PROBLEM – Without its pictures, the listing below is to be transcribed exactly.

THE INPUT –
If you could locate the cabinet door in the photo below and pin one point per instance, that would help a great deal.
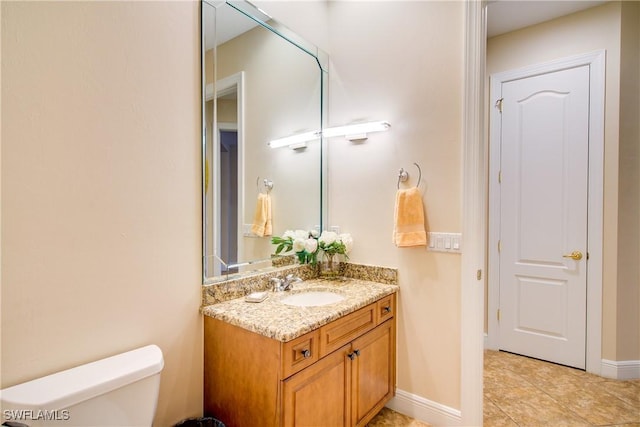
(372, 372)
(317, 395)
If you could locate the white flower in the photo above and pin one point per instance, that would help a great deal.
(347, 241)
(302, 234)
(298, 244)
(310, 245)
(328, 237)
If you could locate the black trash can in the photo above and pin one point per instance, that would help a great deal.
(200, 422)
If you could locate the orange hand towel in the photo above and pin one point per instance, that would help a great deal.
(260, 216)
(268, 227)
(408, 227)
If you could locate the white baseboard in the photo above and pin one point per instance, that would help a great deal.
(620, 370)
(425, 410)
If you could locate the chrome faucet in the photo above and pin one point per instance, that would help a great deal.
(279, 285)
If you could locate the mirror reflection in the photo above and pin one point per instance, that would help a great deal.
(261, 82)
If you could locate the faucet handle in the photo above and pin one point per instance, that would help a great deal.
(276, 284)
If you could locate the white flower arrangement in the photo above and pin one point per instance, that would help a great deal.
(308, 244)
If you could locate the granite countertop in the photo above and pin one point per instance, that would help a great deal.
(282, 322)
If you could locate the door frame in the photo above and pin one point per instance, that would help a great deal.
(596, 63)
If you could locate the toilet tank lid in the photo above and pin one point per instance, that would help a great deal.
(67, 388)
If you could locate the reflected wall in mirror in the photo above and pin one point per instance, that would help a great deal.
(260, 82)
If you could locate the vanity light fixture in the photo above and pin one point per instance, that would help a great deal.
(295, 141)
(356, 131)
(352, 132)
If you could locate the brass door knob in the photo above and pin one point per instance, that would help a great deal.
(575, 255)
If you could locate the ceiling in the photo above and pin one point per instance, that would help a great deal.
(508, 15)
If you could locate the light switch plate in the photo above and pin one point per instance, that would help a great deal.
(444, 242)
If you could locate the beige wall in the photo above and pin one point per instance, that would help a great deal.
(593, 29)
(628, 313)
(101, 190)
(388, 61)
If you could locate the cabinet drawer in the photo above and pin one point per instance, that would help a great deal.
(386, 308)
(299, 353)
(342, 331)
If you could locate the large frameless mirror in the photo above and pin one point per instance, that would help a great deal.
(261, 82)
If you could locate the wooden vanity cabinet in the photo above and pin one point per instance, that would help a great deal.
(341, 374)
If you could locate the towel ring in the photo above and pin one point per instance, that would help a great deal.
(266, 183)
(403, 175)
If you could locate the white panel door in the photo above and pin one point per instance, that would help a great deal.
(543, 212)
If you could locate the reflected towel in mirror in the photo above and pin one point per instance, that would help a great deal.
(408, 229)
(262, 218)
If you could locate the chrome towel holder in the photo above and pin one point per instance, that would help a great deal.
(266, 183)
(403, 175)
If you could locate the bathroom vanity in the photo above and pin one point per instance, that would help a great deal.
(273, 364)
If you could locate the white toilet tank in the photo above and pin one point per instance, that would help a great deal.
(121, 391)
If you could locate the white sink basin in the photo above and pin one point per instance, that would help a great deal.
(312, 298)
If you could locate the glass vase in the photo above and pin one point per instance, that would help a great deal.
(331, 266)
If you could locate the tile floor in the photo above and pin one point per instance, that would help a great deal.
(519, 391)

REPLY TO THE TASK –
If you could locate the cabinet door in the photo below and pin one point per instance, that would help a great deal.
(372, 372)
(317, 395)
If you could locate the white flower in the photo above and pin one point per instance, that would help a great deal.
(347, 241)
(302, 234)
(298, 244)
(310, 245)
(328, 237)
If you could locate the black trash can in the photo above and pin one point per instance, that would help a great deal.
(200, 422)
If you could locate the orange hand towel in the photo above and pin one point per instance, that would help a great deal.
(260, 216)
(268, 227)
(408, 227)
If you could locate the white baseboard in the photo above and pin one point per instance, that would help a great deal.
(620, 370)
(425, 410)
If you could locate the chrome faucet in the photo above and pin one point per instance, that would help a great deal.
(279, 285)
If you could locate the mirror reflection in the photo above and pin one point per instance, that would help a great deal.
(261, 82)
If you could locate the faucet handle in the photo above and pin one point per instance, that would help a great deal.
(276, 284)
If you could locate the white flower arrangement in the photo above and pin one point per instance, that would help a great deal.
(308, 244)
If you could locate the granite countertop in the photo above and pin one point per instance, that would help a great deal.
(282, 322)
If you could locate the door frame in the photo above and pin one point per instance, that would help a great deal.
(596, 63)
If you could locate the toilet tank lid in the photo above and pin one point per instance, that would help a great deal.
(67, 388)
If you could locate the reflected wall in mirror in the photo above and pin one point per instance, that would help a great deal.
(260, 82)
If you could locate the vanity light fixture in the photo above and pin one point per instance, that would help a great deal.
(295, 141)
(356, 131)
(352, 132)
If you could locate the brass door knob in the photo above and pin one point per instance, that would help a great deal.
(575, 255)
If you could locate the ceiling in the photo above and pin one point per instance, that would help a great deal.
(508, 15)
If you could locate the light switch plate in the photo above and pin one point per instance, that would help a great deal.
(444, 242)
If you could locate the beige wall in the photo above and pin one point per instance, that would help a great deal.
(593, 29)
(628, 313)
(101, 190)
(388, 61)
If you could locate the cabinet drawer in the photo above and pin one point per instance, that would help a great deal.
(386, 308)
(299, 353)
(342, 331)
If you could locate the large frameless mirror in the photo above and pin one point per instance, that would help a great deal.
(261, 82)
If you could locate the wooden vanity cabinet in the photo above and pin one point per instance, that would help a great deal.
(341, 374)
If you could locate the towel ring in the photo above and pin one point per instance, that would help a great deal.
(266, 183)
(403, 175)
If you could locate the white panel door in the photo above and pin one point per instance, that would help a great deal.
(543, 212)
If you could locate the reflected towel in mirror in the photo above and pin one point per instance, that would help a great deal.
(408, 229)
(262, 218)
If you could locate the chrome towel holder in the photo above and pin one point per instance, that would help a great deal.
(266, 183)
(403, 175)
If you could locate the bathroom vanity in the photo above and pin one point per instance, that would help a great deal.
(273, 364)
If you could locate the white toilet tank in the photo above and pin one point per instance, that would help a great deal.
(121, 391)
If you could locate the white sink basin in the photo above and pin one point per instance, that would help a great deal.
(312, 298)
If you could locate the glass vase in the photo above and pin one point per instance, that would help a great deal.
(331, 266)
If you could locate the tile floor in the photo above and pin one point per instance, that would help a great deal.
(519, 391)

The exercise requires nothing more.